- **Problem**
Copy every line of the entries below, requests included, and offset each bounding-box coordinate in the answers by adding 136. The numbers in the requests and in their format samples stay as they are.
--- start of Available data ---
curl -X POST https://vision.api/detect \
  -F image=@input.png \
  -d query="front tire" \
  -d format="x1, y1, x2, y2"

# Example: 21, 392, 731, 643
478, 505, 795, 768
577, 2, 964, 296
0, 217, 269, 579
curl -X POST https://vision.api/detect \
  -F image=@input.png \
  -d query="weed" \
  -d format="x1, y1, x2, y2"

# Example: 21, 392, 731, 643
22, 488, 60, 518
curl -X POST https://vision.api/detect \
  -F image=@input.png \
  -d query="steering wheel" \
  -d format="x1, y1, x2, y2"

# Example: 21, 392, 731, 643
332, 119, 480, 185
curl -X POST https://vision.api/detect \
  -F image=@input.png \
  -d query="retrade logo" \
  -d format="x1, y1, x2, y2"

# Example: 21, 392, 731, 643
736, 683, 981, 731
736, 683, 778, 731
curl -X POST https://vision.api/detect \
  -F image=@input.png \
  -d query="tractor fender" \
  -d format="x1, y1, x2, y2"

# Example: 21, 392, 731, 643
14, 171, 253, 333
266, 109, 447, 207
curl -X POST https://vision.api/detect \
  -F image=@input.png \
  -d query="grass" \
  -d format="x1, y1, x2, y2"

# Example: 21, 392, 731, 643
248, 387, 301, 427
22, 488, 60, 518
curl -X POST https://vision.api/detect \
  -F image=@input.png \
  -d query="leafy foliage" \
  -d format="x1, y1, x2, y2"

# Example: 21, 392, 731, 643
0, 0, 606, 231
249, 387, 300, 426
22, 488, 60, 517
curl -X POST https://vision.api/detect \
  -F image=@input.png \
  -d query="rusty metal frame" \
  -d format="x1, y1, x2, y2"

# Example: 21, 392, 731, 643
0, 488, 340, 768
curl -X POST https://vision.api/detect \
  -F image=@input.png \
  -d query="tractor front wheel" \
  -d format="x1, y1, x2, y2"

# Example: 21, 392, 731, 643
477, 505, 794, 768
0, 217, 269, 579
--- end of Available data ---
- **Solution to this problem**
curl -X POST https://vision.api/detect \
  -F image=@input.png \
  -d query="front tire" \
  -d format="x1, y1, x2, y2"

# Example: 21, 392, 731, 643
614, 641, 931, 904
713, 138, 1100, 432
136, 353, 405, 715
curl -X POST https://vision.api/detect \
  -F image=@input.png \
  -d query="weed" \
  -d format="x1, y1, x2, y2"

# Example: 21, 392, 731, 643
158, 624, 196, 654
curl -X POST https://vision.api/detect \
  -F image=@input.png \
  -d query="steering wheel" \
  -d format="x1, y1, x2, y2"

# Example: 21, 392, 731, 643
468, 255, 616, 321
curl -X POST https://vision.api/detect \
  -F image=@input.png \
  -d query="retrade logo" \
  -d format="x1, y1, x2, y2"

# Example: 21, 392, 731, 643
872, 819, 1117, 867
872, 819, 914, 867
curl -X POST https://vision.api/detect \
  -F image=@input.png \
  -d query="tractor fender" \
  -d format="x1, y1, x2, y2"

# Example: 21, 392, 731, 643
150, 307, 389, 469
402, 245, 583, 343
curl -X POST https://vision.api/detect \
  -F image=@input.png \
  -d query="grass" \
  -d format="x1, y1, x2, y2"

# Example: 21, 392, 731, 643
384, 523, 437, 563
158, 624, 196, 654
curl -X POST https://vision.api/detect \
  -F image=@input.png \
  -d query="leafy foliage" \
  -d format="x1, y1, x2, y2"

# Example: 21, 392, 731, 643
136, 136, 742, 367
385, 523, 436, 562
158, 624, 196, 653
curl -X POST https://vision.api/detect \
  -F image=@input.png \
  -d query="rusty metal frame" \
  -d format="x1, y1, x2, y2"

# Example: 21, 392, 731, 643
136, 624, 476, 904
curl -X POST https://vision.api/detect \
  -F image=@input.png \
  -d query="tractor front wheel" \
  -d format="x1, y1, x2, y2"

# Example: 21, 392, 731, 643
613, 641, 930, 904
136, 353, 405, 715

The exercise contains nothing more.